EXERCISE DETAILS: Which lines in the entries below contain the word "water"? Pick out and copy each one, matching the case exactly.

EXTRACTED ENTRIES:
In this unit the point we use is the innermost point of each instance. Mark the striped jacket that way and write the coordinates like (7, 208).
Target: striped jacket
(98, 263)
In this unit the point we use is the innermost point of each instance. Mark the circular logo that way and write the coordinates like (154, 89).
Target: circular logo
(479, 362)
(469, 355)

==

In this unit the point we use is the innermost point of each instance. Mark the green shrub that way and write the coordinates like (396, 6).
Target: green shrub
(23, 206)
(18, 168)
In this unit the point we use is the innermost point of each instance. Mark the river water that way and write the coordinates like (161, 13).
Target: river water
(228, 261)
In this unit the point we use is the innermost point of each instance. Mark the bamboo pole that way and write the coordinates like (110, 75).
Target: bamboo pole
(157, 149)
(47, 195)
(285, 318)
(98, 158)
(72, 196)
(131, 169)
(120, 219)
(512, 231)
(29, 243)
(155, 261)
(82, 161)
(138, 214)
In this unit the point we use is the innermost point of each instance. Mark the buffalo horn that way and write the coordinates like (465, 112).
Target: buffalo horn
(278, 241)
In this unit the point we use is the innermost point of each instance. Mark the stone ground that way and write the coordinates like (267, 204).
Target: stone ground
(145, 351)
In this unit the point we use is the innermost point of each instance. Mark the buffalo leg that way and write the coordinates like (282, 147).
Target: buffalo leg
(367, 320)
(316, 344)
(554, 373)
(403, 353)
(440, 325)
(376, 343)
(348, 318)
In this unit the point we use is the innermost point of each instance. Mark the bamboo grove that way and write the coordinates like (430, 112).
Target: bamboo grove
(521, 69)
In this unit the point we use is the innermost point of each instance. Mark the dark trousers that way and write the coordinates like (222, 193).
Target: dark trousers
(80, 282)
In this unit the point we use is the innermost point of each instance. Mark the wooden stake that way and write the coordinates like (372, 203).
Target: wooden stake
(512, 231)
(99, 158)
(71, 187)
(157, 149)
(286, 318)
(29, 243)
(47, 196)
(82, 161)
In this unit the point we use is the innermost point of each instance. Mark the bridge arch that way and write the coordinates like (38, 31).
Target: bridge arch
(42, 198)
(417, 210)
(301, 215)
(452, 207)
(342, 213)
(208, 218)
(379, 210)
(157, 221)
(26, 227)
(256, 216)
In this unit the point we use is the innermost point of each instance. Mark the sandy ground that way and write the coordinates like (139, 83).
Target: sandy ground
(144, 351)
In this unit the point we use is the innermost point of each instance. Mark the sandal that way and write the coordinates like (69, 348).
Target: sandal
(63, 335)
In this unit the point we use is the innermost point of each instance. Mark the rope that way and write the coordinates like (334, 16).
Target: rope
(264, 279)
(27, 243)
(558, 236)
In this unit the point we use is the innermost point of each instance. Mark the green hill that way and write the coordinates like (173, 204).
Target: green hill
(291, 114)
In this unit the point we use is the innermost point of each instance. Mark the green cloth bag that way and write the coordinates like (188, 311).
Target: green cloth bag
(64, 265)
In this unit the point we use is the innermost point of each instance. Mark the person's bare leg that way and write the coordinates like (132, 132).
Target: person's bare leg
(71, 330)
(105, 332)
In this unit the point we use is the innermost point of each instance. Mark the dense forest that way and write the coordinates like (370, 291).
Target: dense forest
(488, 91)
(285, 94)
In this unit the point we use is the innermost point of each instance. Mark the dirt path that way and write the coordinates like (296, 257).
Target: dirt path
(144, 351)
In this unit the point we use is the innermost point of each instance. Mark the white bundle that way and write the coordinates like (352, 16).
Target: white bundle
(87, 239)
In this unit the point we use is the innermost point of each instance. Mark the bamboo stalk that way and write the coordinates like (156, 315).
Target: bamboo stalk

...

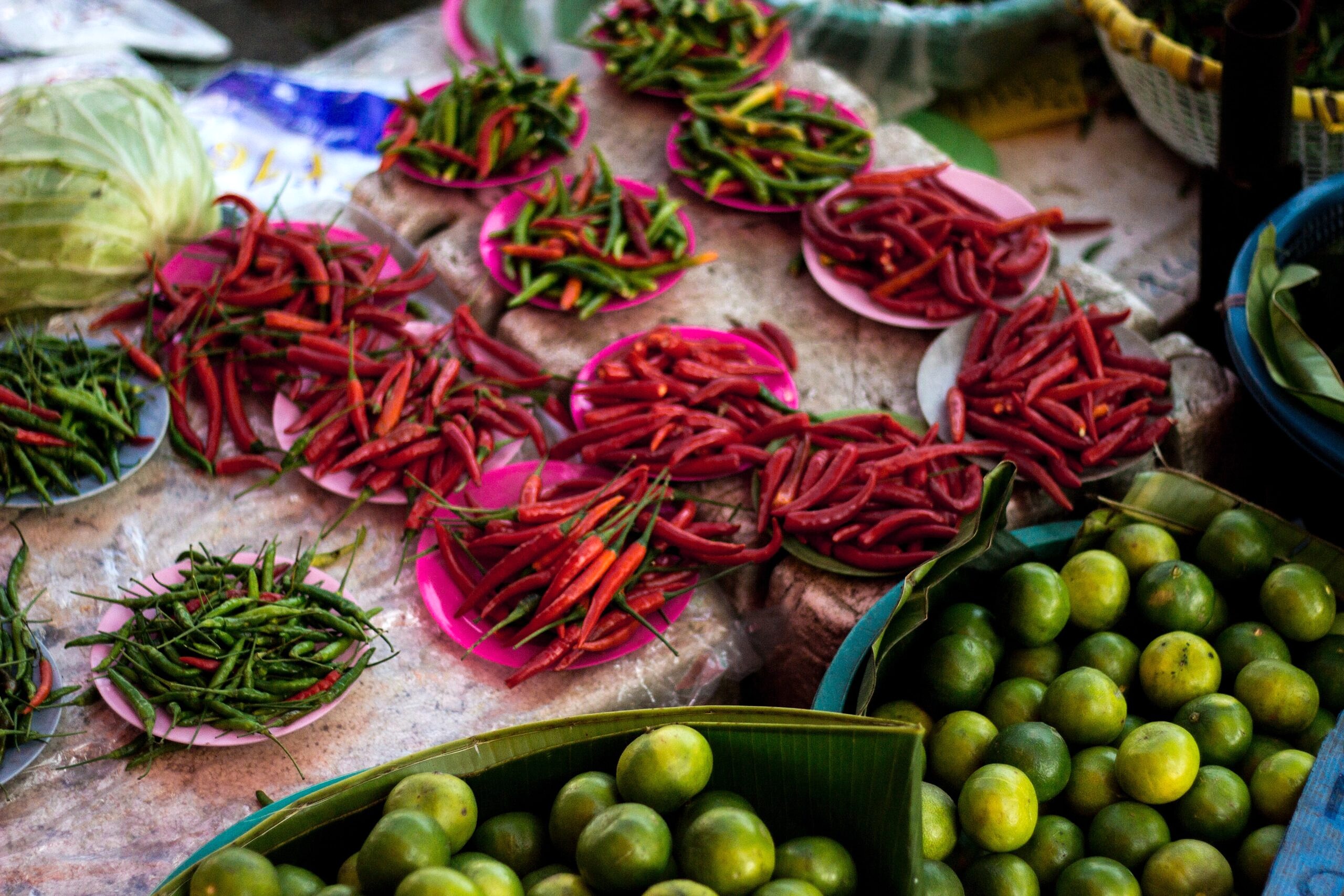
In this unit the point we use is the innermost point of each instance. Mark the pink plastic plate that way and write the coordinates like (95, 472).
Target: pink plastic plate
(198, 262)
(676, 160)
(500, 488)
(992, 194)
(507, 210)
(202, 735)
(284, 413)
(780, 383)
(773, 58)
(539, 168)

WRITTEN SOLUTION:
In this unit the point we use is the innermost point of each instance. Mark the river water that way and write the coordinates like (161, 13).
Target: river water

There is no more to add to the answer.